**SOURCE DATA**
══════
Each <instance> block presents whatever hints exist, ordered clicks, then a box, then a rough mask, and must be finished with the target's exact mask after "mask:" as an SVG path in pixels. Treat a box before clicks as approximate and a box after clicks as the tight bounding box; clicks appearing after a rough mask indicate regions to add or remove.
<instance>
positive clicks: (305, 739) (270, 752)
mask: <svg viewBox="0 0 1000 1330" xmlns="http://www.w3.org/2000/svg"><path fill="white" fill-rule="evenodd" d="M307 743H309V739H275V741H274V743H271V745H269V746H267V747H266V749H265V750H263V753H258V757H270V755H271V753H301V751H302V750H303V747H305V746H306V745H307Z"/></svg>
══════
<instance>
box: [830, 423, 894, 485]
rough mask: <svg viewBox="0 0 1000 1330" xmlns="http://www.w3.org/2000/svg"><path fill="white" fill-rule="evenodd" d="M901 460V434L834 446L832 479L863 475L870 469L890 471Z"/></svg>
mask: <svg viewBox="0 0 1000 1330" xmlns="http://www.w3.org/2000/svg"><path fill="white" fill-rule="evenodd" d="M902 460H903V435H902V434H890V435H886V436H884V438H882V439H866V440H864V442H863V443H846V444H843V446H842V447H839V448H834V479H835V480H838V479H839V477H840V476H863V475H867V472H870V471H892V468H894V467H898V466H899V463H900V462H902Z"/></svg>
══════
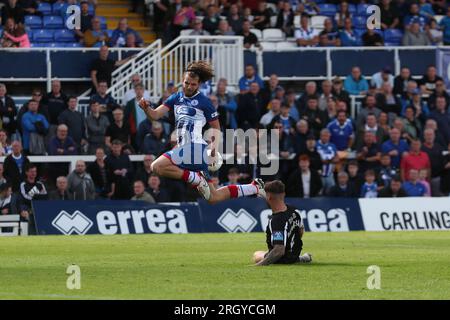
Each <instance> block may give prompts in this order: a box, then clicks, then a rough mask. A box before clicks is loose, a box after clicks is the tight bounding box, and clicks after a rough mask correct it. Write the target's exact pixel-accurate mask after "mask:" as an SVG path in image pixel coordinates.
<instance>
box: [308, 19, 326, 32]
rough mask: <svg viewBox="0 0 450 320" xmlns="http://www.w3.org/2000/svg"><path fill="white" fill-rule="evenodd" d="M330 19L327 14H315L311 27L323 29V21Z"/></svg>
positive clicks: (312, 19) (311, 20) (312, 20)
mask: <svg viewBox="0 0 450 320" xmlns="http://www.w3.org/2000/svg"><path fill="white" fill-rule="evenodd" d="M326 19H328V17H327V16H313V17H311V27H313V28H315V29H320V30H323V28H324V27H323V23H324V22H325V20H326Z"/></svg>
══════
**EXERCISE DESCRIPTION**
Can you express the records from the line with "Each <instance> block presents" to the line with "positive clicks: (305, 739) (270, 752)" as a JSON list of strings, one string per line, with blank lines left out?

**REPLY TO THE TASK**
[
  "Each <instance> block presents whatever hints exist, ordered clicks, then a box, then a rough mask, and must be finished with the target's exact mask after \"mask:\" as an SVG path in pixels. Treat a box before clicks as approximate and a box after clicks as the tight bounding box; clicks appearing after a rough mask indicate regions to add or remove.",
  "<instance>",
  "positive clicks: (305, 739) (270, 752)"
]